__WORK INSTRUCTION__: Copy the passage on sleep during divorce word for word, from "A woman we met" up to and including "sleep on it.".

__PROVIDED TEXT__:

Stress will happen. Emergencies will occur. Children will cry. The ex will lie. But, through all the chaos and uncertainty, sleep will help. Sleep will center you, reenergize you, and clear your head. In an ideal world, we would have all of the benefits of sleep without having to put in the time. However, sacrificing sleep to get other things done is counter-productive. If you deny yourself sleep, you will find yourself less productive, and it is during this time in your life that there will be more demands on you than ever. Although the temptation to cut back on sleep will be there, remember that it simply is not worth it.
A woman we met told us that the secret to getting through her divorce was sleep. Whenever she felt overwhelmed, she took a nap or went to bed early that night. She said that her mind would work on the problem for her while she was sleeping and the next morning, she would always have a better perspective on what was bothering her.
Most people know that sleep is good for the body. But it can also be an escape. If you are still in the house with your ex, going to sleep is a good way to avoid him or her. It is also good to "sleep on" important decisions. Even after you are divorced, there will be additional stress if you have children. It is the rule, not the exception, that custody battles and child support tussles will continue until your youngest child reaches adulthood. When you feel your blood boil from the nasty email you just received from your ex, take the evening to sleep on it.
If you are recently separated, but not divorced yet, the conflict will be part of your foreseeable future, especially if you are still in the same house with your ex. If you are in the midst of your divorce, you will need energy for court, children, work, and the amazing sex you are going to have. It's not a time to be sleep deprived. It's also a time in your life where the decisions you make will have a long-lasting effect on you and your children. Having a good nights sleep and being well rested will center you so that you can make better decisions.

__DATA PROVIDED__:

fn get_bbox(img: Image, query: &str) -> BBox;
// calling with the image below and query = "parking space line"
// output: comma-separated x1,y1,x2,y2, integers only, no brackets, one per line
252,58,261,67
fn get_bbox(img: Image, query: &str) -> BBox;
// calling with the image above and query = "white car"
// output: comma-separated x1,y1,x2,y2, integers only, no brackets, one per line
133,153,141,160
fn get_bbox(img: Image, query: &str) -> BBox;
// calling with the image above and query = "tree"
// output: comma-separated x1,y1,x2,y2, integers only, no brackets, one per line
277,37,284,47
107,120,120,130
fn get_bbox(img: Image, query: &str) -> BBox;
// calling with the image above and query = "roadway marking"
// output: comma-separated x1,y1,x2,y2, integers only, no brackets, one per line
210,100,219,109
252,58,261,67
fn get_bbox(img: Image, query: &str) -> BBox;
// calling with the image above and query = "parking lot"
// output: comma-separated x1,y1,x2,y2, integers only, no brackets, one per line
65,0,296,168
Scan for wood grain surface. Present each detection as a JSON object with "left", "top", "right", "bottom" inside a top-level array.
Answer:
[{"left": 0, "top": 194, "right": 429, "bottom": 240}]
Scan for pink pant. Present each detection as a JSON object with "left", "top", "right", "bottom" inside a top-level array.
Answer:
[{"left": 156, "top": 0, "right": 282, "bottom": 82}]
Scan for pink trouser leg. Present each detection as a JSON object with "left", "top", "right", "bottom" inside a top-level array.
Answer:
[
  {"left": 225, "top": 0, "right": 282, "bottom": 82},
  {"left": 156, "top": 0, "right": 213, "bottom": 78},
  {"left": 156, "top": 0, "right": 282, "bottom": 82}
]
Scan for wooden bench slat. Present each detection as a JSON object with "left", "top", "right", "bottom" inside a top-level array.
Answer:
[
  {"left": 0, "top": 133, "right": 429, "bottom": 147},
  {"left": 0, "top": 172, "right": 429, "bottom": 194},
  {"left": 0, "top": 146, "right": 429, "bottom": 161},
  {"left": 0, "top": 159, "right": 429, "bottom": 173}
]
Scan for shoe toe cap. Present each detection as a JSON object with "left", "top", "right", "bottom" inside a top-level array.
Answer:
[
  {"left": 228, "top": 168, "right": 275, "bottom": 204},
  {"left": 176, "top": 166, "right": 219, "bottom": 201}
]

__RESULT OF THIS EXERCISE__:
A woman we met told us that the secret to getting through her divorce was sleep. Whenever she felt overwhelmed, she took a nap or went to bed early that night. She said that her mind would work on the problem for her while she was sleeping and the next morning, she would always have a better perspective on what was bothering her.
Most people know that sleep is good for the body. But it can also be an escape. If you are still in the house with your ex, going to sleep is a good way to avoid him or her. It is also good to "sleep on" important decisions. Even after you are divorced, there will be additional stress if you have children. It is the rule, not the exception, that custody battles and child support tussles will continue until your youngest child reaches adulthood. When you feel your blood boil from the nasty email you just received from your ex, take the evening to sleep on it.